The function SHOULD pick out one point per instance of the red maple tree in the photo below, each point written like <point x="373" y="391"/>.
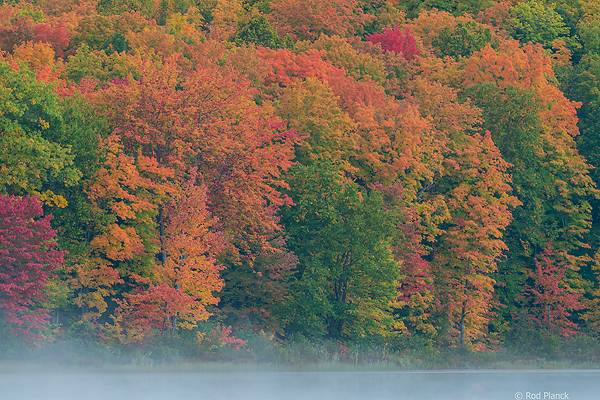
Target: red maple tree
<point x="27" y="257"/>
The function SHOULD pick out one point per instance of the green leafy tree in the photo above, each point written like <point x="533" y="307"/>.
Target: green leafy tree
<point x="534" y="21"/>
<point x="347" y="274"/>
<point x="463" y="40"/>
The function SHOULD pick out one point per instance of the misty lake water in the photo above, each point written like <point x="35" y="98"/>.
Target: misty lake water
<point x="401" y="385"/>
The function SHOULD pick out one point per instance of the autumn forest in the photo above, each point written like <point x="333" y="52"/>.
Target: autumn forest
<point x="394" y="172"/>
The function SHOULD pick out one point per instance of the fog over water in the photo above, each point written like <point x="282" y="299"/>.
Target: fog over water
<point x="443" y="385"/>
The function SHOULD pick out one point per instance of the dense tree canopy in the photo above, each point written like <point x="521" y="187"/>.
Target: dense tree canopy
<point x="342" y="169"/>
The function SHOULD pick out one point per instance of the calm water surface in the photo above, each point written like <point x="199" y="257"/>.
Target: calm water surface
<point x="443" y="385"/>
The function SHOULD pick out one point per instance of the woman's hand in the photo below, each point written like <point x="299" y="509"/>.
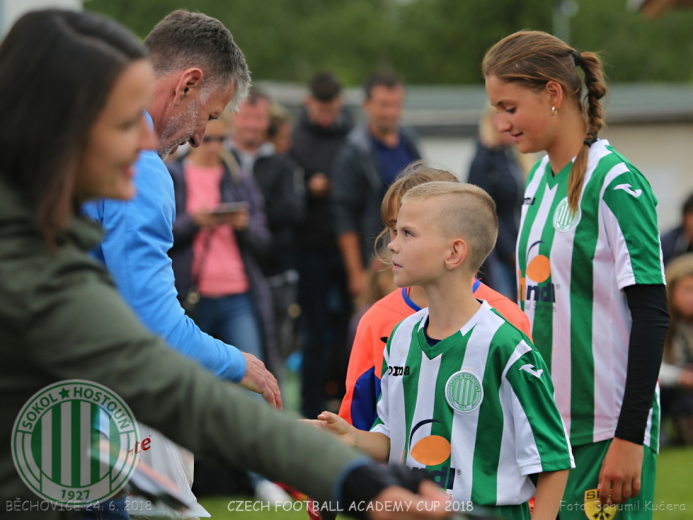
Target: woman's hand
<point x="619" y="478"/>
<point x="204" y="218"/>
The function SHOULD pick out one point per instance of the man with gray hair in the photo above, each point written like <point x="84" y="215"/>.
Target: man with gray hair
<point x="200" y="71"/>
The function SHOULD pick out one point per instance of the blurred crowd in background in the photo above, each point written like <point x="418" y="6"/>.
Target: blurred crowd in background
<point x="273" y="244"/>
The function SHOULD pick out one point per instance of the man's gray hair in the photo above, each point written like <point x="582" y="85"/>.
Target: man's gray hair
<point x="184" y="39"/>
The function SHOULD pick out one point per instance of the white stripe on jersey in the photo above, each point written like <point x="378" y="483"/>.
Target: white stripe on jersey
<point x="538" y="226"/>
<point x="507" y="489"/>
<point x="624" y="273"/>
<point x="464" y="426"/>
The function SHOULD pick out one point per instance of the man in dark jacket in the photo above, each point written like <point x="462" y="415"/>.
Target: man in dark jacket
<point x="281" y="187"/>
<point x="679" y="240"/>
<point x="375" y="152"/>
<point x="322" y="291"/>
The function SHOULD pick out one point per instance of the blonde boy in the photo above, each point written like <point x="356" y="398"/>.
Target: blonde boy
<point x="464" y="394"/>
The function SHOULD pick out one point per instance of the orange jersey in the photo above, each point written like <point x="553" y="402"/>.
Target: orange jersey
<point x="375" y="327"/>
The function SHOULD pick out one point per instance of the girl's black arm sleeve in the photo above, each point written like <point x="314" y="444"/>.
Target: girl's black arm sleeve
<point x="648" y="308"/>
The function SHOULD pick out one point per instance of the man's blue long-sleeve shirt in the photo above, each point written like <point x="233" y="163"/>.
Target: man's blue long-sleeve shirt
<point x="139" y="234"/>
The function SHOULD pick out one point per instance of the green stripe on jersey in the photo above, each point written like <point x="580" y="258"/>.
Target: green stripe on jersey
<point x="450" y="363"/>
<point x="581" y="309"/>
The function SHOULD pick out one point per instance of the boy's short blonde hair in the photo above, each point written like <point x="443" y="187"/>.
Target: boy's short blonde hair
<point x="463" y="211"/>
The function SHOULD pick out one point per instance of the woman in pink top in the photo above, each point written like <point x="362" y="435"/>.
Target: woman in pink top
<point x="219" y="253"/>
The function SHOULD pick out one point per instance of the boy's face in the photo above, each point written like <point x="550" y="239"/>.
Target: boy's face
<point x="419" y="247"/>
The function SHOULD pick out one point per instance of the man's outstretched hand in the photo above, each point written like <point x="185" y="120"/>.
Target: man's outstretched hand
<point x="429" y="504"/>
<point x="259" y="380"/>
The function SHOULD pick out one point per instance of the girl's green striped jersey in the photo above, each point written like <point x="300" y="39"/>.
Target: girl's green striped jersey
<point x="572" y="268"/>
<point x="476" y="410"/>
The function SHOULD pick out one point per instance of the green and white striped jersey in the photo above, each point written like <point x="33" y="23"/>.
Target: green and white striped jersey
<point x="572" y="269"/>
<point x="476" y="410"/>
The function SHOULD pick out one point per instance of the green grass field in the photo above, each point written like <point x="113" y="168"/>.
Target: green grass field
<point x="674" y="489"/>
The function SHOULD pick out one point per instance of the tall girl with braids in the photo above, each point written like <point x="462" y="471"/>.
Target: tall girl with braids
<point x="589" y="269"/>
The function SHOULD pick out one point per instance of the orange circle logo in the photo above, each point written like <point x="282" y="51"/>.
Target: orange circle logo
<point x="431" y="450"/>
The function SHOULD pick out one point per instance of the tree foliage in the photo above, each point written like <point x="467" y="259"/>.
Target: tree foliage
<point x="425" y="41"/>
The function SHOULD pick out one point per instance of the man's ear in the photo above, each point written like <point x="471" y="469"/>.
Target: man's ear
<point x="188" y="86"/>
<point x="459" y="251"/>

■ GOAL:
Return all the entries above verbatim, line for line, leaving out the pictures.

■ OUTPUT OF THE TASK:
The function SHOULD pick out one point per instance of the red maple tree in the photo below, each point written like <point x="373" y="391"/>.
Target: red maple tree
<point x="27" y="257"/>
The function SHOULD pick out one point per instance of the green leafy tree in the photo above, each point written like <point x="533" y="307"/>.
Target: green leafy tree
<point x="534" y="21"/>
<point x="347" y="274"/>
<point x="463" y="40"/>
The function SHOULD pick out one point per instance of the misty lake water in the photo above, each point written like <point x="35" y="98"/>.
Target: misty lake water
<point x="401" y="385"/>
The function SHOULD pick out one point per instance of the autumn forest in the photo above, each point written like <point x="333" y="52"/>.
Target: autumn forest
<point x="394" y="172"/>
The function SHOULD pick out one point per instance of the fog over water in the photo above, each point written like <point x="282" y="299"/>.
Target: fog over water
<point x="443" y="385"/>
The function SHOULD pick out one point per instance of the dense tree canopy in the photo above, each point written like <point x="521" y="187"/>.
Target: dense tree canopy
<point x="342" y="169"/>
The function SHOULD pick out one point per instance of the calm water surface in the photo above, each point written like <point x="199" y="257"/>.
Target: calm water surface
<point x="443" y="385"/>
The function SHOULD pick out one point per instance of the woman's hand in the photo below, each point written like <point x="299" y="509"/>.
Target: woman's hand
<point x="619" y="478"/>
<point x="204" y="218"/>
The function SHOULD pick out one point per instance of the man with gray hair in the photo above, each point written like <point x="84" y="215"/>.
Target: man with gray hair
<point x="200" y="71"/>
The function SHOULD pick out one point per instance of the blurred crowd in background in the photo above, each point written like <point x="418" y="6"/>.
Target: blurred crowd in background
<point x="273" y="244"/>
The function SHOULD pick out one point per instance of the man's gray hair in the photo above, each point written like <point x="582" y="85"/>.
Target: man's gray hair
<point x="184" y="39"/>
The function SHOULD pick out one point per instance of the white stripe on jersey in the photo above, each point written like <point x="378" y="483"/>.
Target: white stripe on jersey
<point x="538" y="226"/>
<point x="507" y="489"/>
<point x="624" y="273"/>
<point x="464" y="426"/>
The function SHOULD pick out one point per instance of the man in dark jacket in the photo above, each point written like <point x="462" y="415"/>.
Target: man in dark jacket
<point x="281" y="187"/>
<point x="679" y="240"/>
<point x="375" y="152"/>
<point x="322" y="291"/>
The function SHOULD pick out one point per instance of the blonde boy in the photo above, each point written like <point x="356" y="398"/>.
Target: blonde boy
<point x="464" y="394"/>
The function SHOULD pick out one point per instance of the orange jersey in the photo above, each point written like <point x="553" y="402"/>.
Target: orange jersey
<point x="375" y="327"/>
The function SHOULD pick out one point per instance of the girl's black arm sleeve in the photo above, each point written like <point x="314" y="444"/>.
Target: girl's black arm sleeve
<point x="648" y="308"/>
The function SHOULD pick out one point per instance of the man's blue long-sleeve shirt in the photo above, each point written like <point x="233" y="163"/>.
Target: man's blue long-sleeve shirt
<point x="139" y="234"/>
The function SHOULD pick out one point per instance of the green stripe on jersey in the photo above, each point written like <point x="580" y="258"/>.
Target: green stripe on jersey
<point x="450" y="363"/>
<point x="581" y="309"/>
The function SHOULD pick out one point per instance of the boy's short blonde hair in the photo above, each point written like <point x="443" y="187"/>.
Target: boy's short blonde hair
<point x="463" y="211"/>
The function SHOULD pick out one point per instance of the woman in pink top in the photo above, each point written like <point x="362" y="435"/>.
Target: woman in pink top
<point x="219" y="253"/>
The function SHOULD pick out one point per instance of the boy's face in the photo above, each point written like <point x="550" y="239"/>.
Target: boy's face
<point x="419" y="247"/>
The function SHOULD pick out one point per instance of the man's outstretched hand in the photo above, each point written like <point x="185" y="120"/>.
Target: man's outstretched hand
<point x="429" y="504"/>
<point x="259" y="380"/>
The function SHOULD pick out one point per instance of the girl's green striped jersey in the photo above, each point written like <point x="300" y="39"/>.
Target: girl's green striped jersey
<point x="572" y="268"/>
<point x="476" y="410"/>
The function SHOULD pick out one point per instance of the green and white striped jersey in the photo above, each point written like <point x="33" y="23"/>.
Target: green and white striped jersey
<point x="572" y="269"/>
<point x="476" y="410"/>
The function SHOULD pick out one point per instance of the green grass field in the photo above, each point written like <point x="113" y="168"/>.
Target: green grass field
<point x="674" y="489"/>
The function SHOULD pick out one point per instance of the tall girl with braids in the photo above, each point written like <point x="462" y="471"/>.
Target: tall girl with braids
<point x="589" y="269"/>
The function SHOULD pick out one point per instance of the orange circle logo in the photo above, each point written like <point x="282" y="51"/>.
Target: orange circle logo
<point x="431" y="450"/>
The function SHOULD pick out one point per instance of the tree foliage in the photo above, each point written like <point x="467" y="259"/>.
Target: tree foliage
<point x="425" y="41"/>
The function SHOULD pick out one point per instance of the man's ear in the photo above, each point written like <point x="471" y="469"/>.
Target: man's ear
<point x="188" y="86"/>
<point x="459" y="251"/>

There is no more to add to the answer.